## Source excerpt
++++

When attachment of the wire cover 20 to the housing 10 is completed, the projections, which are provided on the latch arms 29b of the receiving parts 29, latching onto the sides on the other side of the fixing projections 17a provided furthest on the other side locks the wire cover 20. Moreover, when attachment of the wire cover 20 to the housing 10 is complete, the bound, electrical wires connected to the multiple contacts contained in the housing 10 are lead out from the electrical wire outlet 24 of the wire cover 20.

The lever 30 is then attached to the housing 10 to which the wire cover 20 is attached. When attaching the lever 30 to the housing 10 to which the wire cover 20 is attached, the lever 30 is arranged in the wire cover 20 so as for both of the side plates 32 to bridge over the rear side of the wire cover 20 and sandwich the wire cover 20 between both of the side plates 32.

++++

(Segmentation labeling items)
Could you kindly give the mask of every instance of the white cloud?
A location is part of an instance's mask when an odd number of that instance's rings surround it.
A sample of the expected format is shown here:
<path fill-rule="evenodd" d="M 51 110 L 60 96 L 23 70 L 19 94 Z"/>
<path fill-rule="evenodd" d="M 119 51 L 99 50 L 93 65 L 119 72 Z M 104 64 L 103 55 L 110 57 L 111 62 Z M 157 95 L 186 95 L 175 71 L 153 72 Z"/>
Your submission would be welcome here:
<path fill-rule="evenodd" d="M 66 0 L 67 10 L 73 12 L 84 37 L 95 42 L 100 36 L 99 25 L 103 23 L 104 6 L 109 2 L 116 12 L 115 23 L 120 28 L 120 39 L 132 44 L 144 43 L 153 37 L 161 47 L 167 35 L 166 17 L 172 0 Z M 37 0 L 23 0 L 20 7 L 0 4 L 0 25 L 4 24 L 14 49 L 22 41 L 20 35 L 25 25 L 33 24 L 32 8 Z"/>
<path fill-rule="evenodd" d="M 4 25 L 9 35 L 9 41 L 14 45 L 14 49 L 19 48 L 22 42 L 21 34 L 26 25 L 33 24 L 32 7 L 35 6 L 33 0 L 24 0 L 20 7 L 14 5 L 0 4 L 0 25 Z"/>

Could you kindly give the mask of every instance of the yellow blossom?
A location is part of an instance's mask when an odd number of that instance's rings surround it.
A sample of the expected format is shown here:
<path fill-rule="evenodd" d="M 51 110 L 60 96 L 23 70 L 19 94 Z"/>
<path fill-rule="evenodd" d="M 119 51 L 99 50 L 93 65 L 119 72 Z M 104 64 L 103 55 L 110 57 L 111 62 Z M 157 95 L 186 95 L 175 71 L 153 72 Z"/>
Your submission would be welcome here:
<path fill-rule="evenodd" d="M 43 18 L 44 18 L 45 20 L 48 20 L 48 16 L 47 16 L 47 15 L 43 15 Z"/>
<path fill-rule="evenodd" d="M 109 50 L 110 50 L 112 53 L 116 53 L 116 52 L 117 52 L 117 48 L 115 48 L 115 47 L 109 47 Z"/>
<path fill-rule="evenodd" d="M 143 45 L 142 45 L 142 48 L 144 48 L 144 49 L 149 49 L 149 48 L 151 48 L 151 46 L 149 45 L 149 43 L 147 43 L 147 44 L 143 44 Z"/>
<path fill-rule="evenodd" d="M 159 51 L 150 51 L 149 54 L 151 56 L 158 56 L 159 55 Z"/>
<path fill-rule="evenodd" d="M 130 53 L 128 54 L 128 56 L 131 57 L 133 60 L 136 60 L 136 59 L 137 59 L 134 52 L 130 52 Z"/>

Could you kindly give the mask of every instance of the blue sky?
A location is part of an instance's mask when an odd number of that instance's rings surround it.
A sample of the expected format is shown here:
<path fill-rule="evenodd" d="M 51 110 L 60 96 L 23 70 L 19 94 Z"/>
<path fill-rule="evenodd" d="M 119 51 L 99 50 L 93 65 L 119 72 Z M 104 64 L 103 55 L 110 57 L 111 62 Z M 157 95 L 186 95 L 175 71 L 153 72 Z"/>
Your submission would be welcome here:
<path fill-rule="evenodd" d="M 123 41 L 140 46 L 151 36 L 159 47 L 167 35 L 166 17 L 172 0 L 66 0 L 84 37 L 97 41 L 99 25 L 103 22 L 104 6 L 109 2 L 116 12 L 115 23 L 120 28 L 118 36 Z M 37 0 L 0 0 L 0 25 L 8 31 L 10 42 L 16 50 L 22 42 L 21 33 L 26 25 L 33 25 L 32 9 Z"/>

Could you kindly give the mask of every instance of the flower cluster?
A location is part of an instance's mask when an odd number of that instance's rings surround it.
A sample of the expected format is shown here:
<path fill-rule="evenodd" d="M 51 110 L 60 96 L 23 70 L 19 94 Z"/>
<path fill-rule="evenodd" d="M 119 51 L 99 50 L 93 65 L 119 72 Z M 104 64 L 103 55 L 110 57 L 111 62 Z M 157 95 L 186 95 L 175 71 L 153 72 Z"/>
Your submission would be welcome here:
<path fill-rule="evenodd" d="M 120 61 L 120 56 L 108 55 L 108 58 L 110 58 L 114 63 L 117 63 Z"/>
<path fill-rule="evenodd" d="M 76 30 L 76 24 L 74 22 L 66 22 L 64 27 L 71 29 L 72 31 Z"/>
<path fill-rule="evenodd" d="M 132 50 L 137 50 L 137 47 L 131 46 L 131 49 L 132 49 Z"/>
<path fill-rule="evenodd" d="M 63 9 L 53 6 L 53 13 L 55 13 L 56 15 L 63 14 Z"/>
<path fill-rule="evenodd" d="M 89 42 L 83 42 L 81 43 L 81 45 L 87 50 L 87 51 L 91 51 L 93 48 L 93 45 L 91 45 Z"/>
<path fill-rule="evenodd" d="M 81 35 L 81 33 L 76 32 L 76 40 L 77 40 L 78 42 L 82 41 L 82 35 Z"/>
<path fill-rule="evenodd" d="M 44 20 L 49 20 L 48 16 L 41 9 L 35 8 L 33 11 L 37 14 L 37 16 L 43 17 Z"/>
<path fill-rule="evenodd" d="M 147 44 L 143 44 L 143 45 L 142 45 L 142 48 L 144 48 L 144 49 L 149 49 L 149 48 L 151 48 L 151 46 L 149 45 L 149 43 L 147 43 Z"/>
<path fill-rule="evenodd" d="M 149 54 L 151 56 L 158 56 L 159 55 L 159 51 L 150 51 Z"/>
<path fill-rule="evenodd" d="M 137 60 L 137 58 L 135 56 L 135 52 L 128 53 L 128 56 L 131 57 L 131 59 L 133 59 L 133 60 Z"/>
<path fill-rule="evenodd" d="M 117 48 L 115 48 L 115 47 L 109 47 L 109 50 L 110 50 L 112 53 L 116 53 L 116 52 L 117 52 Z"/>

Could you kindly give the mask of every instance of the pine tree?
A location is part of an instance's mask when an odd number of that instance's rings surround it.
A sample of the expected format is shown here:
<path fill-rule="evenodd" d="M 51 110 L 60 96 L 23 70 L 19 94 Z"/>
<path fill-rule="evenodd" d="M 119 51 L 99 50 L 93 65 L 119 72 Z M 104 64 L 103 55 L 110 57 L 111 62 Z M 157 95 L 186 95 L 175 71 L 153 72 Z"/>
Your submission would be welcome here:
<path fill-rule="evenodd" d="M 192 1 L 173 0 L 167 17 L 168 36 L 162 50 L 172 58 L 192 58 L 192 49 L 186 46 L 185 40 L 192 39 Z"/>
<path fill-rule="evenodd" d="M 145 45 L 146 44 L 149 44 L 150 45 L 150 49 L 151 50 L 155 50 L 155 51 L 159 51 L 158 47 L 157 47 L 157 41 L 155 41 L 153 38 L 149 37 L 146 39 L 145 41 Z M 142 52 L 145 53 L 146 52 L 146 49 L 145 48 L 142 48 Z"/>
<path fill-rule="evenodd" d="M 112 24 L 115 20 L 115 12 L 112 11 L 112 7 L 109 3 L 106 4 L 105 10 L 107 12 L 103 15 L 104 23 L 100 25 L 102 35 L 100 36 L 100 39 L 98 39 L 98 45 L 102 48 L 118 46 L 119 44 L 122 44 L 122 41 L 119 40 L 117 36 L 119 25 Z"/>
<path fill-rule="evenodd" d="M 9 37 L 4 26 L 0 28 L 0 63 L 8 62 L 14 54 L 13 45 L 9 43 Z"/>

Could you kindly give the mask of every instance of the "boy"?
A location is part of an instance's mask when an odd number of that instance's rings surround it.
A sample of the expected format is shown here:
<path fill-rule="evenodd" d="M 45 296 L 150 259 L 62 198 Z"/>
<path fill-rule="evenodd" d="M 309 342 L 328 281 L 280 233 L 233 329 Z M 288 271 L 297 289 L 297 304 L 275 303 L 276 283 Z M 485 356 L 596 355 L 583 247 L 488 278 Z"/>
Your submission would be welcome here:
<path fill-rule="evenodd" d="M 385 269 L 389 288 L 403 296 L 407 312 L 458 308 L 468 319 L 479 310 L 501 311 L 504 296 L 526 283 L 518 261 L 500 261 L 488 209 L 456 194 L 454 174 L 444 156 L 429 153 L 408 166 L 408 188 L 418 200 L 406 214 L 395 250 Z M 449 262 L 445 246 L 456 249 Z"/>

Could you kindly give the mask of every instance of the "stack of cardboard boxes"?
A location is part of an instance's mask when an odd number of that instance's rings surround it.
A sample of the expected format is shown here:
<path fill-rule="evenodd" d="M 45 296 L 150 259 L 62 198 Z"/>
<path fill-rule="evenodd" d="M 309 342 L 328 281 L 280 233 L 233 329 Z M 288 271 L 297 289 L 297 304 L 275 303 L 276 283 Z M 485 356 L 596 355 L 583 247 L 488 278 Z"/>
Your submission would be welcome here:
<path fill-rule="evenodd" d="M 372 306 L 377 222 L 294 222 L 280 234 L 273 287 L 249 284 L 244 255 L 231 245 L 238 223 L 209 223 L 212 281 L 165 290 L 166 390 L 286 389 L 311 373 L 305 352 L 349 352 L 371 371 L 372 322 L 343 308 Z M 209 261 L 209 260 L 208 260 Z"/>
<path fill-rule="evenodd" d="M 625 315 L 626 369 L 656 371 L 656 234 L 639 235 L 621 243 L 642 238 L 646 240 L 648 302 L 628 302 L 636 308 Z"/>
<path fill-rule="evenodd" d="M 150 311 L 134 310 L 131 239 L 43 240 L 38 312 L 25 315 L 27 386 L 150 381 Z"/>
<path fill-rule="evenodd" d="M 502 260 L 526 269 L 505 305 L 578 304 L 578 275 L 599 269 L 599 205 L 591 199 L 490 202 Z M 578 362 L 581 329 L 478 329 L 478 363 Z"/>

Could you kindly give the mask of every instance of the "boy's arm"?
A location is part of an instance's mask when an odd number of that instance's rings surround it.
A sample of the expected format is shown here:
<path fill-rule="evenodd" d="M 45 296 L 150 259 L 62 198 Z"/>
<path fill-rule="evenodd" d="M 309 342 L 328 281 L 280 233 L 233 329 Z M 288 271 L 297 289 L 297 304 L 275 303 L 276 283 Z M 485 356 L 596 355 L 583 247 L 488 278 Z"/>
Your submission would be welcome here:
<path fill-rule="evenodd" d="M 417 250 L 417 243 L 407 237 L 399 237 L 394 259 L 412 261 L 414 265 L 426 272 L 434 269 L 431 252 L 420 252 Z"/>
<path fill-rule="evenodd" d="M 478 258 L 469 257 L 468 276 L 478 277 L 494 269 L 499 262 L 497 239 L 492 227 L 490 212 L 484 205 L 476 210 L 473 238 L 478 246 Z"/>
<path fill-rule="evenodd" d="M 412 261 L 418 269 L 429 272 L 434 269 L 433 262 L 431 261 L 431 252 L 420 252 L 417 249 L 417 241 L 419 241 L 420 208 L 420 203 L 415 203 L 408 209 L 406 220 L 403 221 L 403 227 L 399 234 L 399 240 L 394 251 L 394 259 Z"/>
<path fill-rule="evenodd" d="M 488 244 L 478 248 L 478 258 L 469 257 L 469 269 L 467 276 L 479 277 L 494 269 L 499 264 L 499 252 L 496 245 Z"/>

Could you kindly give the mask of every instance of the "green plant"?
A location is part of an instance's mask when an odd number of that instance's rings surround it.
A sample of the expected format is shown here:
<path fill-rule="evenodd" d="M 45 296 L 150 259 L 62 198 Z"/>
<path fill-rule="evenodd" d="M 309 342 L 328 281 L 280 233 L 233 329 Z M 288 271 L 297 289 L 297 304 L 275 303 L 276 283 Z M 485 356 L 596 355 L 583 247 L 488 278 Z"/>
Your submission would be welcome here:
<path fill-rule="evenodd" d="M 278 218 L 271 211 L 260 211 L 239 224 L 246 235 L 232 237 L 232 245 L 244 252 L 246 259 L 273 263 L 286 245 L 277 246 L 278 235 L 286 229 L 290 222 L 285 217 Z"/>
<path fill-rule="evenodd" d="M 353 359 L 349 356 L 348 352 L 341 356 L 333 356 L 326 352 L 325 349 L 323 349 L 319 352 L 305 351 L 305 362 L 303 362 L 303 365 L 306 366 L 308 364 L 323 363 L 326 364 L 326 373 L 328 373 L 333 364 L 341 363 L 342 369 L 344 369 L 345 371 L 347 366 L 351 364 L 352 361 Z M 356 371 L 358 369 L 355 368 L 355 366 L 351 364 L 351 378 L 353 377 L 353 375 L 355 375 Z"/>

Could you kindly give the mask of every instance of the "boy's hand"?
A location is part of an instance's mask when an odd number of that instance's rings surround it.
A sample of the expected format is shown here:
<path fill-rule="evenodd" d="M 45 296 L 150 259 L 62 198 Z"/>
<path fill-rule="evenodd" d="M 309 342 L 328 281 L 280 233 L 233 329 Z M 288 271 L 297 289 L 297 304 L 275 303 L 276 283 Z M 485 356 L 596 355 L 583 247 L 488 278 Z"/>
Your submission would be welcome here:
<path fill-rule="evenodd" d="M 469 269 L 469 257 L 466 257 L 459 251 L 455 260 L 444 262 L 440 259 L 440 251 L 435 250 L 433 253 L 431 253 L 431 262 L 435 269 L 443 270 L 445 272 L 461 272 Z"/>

++++

## What to work on
- 1) Transcribe the connector assembly text from "The lever 30 is then" up to and including "side plates 32.".
- 2) Pick up the connector assembly text after its final sentence and keep writing.

## Responses by task
- 1)
The lever 30 is then attached to the housing 10 to which the wire cover 20 is attached. When attaching the lever 30 to the housing 10 to which the wire cover 20 is attached, the lever 30 is arranged in the wire cover 20 so as for both of the side plates 32 to bridge over the rear side of the wire cover 20 and sandwich the wire cover 20 between both of the side plates 32.

- 2)
Accordingly, when attaching the lever 30 to the housing 10, as shown in FIG. 11, the ends of both of the side plates 32 of the lever 30 are first spread manually, and the distance between the ends of the connecting plates 37 of both of the side plates 32 is one allowing insertion of the edge of the second tapered portion 51 of the wire cover 20. When ends of both of the side plates 32 of the lever 30 are spread manually, the edge of the second tapered portion 51 of the wire cover 20 is inserted into between the ends of both of the connecting plates 37.

Once the edge of the second tapered portion 51 of the wire cover 20 is inserted in between the ends of the connecting plates 37 of both of the side plates 32 of the lever 30, spreading of both of the side plates 32 is stopped manually, and both of the connection plates 37 are then brought into contact with the surface of the second tapered portion 51. The lever 30 is pushed in, such that the ends of the connecting plates 37 of both of the side plates 32 move toward the front side of the wire cover 20.

Once the lever 30 is pushed in, the ends of the connecting plates 37 of both of the side plates 32 move along the surface of the second tapered portion 51. The second tapered portion 51 of the wire cover 20 then pushes apart the ends of both of the side plates 32 of the lever 30.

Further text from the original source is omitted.